Rows from a pointing dataset
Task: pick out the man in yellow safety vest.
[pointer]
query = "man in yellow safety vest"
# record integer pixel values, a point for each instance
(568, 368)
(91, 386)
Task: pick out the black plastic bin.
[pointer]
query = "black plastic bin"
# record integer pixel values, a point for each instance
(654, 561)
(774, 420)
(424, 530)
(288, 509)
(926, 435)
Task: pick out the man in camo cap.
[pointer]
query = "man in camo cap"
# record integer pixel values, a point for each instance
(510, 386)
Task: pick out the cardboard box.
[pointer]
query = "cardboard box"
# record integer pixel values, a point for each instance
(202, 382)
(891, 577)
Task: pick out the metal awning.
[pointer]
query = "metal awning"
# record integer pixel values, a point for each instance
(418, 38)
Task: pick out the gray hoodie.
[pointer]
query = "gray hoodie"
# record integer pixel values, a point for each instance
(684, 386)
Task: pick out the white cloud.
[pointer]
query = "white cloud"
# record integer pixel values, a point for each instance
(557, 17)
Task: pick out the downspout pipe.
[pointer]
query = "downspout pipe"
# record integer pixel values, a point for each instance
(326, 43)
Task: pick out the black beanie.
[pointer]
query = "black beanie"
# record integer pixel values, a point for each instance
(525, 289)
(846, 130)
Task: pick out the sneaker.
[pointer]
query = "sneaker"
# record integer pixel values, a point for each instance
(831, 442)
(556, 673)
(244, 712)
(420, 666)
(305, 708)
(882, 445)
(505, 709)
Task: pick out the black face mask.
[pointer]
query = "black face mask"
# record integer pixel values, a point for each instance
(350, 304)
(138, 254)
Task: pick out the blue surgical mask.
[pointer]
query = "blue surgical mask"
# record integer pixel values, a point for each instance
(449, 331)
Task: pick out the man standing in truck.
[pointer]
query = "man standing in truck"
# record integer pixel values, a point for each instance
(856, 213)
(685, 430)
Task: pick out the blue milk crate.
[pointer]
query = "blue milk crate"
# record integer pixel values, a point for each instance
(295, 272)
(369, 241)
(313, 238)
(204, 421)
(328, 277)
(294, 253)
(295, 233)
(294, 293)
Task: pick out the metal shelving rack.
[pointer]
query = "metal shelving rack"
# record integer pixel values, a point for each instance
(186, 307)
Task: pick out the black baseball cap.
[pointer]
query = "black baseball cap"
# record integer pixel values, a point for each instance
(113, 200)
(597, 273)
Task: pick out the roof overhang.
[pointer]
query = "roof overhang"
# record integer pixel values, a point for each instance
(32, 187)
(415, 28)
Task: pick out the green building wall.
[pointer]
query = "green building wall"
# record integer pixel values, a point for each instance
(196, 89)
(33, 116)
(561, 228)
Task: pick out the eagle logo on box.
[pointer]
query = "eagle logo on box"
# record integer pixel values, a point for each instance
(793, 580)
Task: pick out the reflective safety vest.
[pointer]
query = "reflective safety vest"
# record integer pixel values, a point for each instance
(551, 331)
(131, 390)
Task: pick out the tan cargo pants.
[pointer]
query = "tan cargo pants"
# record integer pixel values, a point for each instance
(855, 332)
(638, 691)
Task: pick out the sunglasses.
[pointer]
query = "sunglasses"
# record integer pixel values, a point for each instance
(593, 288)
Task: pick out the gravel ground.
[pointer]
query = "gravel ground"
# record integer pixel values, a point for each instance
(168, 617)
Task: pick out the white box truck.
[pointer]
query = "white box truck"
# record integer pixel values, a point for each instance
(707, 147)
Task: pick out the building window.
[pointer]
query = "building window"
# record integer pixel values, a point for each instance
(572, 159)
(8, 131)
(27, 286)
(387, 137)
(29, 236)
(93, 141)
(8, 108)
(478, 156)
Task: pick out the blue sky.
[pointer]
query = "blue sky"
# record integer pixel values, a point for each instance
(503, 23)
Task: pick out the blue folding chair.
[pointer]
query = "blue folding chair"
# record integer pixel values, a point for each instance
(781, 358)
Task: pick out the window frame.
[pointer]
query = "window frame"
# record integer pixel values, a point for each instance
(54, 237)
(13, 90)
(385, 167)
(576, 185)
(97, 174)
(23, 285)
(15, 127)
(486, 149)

▶ What you have to do: Reproduce every one of the rows above without any change.

▶ Answer below:
Task: pick out the man in yellow safety vest.
[pointer]
query = "man in yellow safety vest"
# record integer pixel values, a point for each instance
(568, 368)
(91, 386)
Task: pick out the black plastic bin.
[pointer]
query = "black plastic bin"
# record integer pixel values, a point for each instance
(654, 561)
(774, 420)
(424, 530)
(288, 509)
(926, 435)
Task: pick out the man in camo cap.
[pointer]
query = "man in camo cap"
# record integer pixel values, a point for each instance
(510, 386)
Task: pick out the cardboard box.
[pointer]
query = "cardboard box"
# record integer pixel values, a point for each instance
(202, 382)
(891, 577)
Task: pick out the metal awning.
[pointer]
query = "metal awning"
# record integer pixel values, a point for each instance
(418, 38)
Task: pick out the gray hoodie.
[pointer]
query = "gray hoodie"
# record integer pixel values, a point for each instance
(684, 386)
Task: pick out the white cloud.
[pointer]
query = "white cloud"
# record integer pixel values, a point for each instance
(557, 17)
Task: pick out the downspout pipe.
[pointer]
query = "downspout pipe"
# record integer pixel values, a point for each instance
(326, 43)
Task: pick out the black beanie.
[pointer]
query = "black beanie"
# record integer pixel values, a point for each instance
(525, 289)
(846, 130)
Task: pick out the sneaker.
[pointer]
query = "sneaker"
# record integer pixel values, a point for each instance
(831, 442)
(556, 673)
(244, 712)
(420, 666)
(305, 708)
(882, 445)
(505, 709)
Task: pick out the black face mask.
[pointer]
query = "black face mask"
# record integer pixel values, a point for each instance
(350, 304)
(138, 254)
Task: pick out the blue surgical mask.
[pointer]
query = "blue surgical mask"
# record integer pixel values, a point for each instance
(449, 331)
Task: pick out the man standing in truck.
[pointer]
query = "man standing in truck"
# record integer pixel values, a point for each instance
(856, 213)
(685, 430)
Task: pick out the blue milk crate.
[pointer]
query = "blue milk crate"
# record integer pixel values, a point for each instance
(295, 272)
(369, 241)
(313, 238)
(204, 421)
(328, 277)
(294, 253)
(295, 233)
(294, 293)
Task: pick out the metal shelving rack.
[pointer]
query = "metal shelving rack"
# record integer pixel values, a point for each instance
(186, 307)
Task: pick out the black baseball cap.
[pointer]
query = "black baseball cap"
# record integer pixel values, a point for each instance
(113, 200)
(597, 273)
Task: pick out the roof overhang.
[pointer]
query = "roof overhang"
# record integer pixel values, a point for each instance
(32, 187)
(415, 28)
Task: pick out the green building wall.
[pointer]
query = "green building wall"
# record integer pixel values, a point for each instance
(196, 89)
(33, 116)
(561, 228)
Task: pick out the eagle logo on box.
[pointer]
query = "eagle logo on box"
# record integer pixel values, a point for each instance
(793, 580)
Task: pick out the reflective safety vest.
[pointer]
query = "reflective safety vest"
# record integer pixel values, a point for each instance
(551, 331)
(131, 390)
Task: pick out the tan cargo pants.
[pointer]
query = "tan cargo pants"
# record integer pixel values, a point for each instance
(855, 332)
(638, 691)
Task: pick out the sunglasses.
[pointer]
query = "sunglasses"
# record integer pixel values, a point for each instance
(593, 288)
Task: pick out the gravel ground.
[pointer]
query = "gravel ground"
# record integer pixel values, a point for each instance
(168, 617)
Task: pick out the white box truck.
[pointer]
query = "white box truck"
# record integer pixel values, a point for each instance
(707, 147)
Task: pick out the building window.
[pointer]
query = "building window"
# record integer pixel values, a point for each instance
(572, 159)
(8, 131)
(27, 286)
(387, 137)
(29, 236)
(93, 141)
(8, 108)
(478, 156)
Task: pick out the blue sky.
[pointer]
query = "blue sky"
# record integer pixel values, a point for each instance
(503, 23)
Task: pick out the blue folding chair.
[pointer]
query = "blue folding chair"
# record integer pixel values, a point for each instance
(781, 358)
Task: pick out the window frame.
[pointer]
query = "window frame"
# record integer pixel values, a point for each instance
(54, 237)
(13, 90)
(385, 167)
(576, 185)
(97, 174)
(23, 285)
(15, 127)
(486, 149)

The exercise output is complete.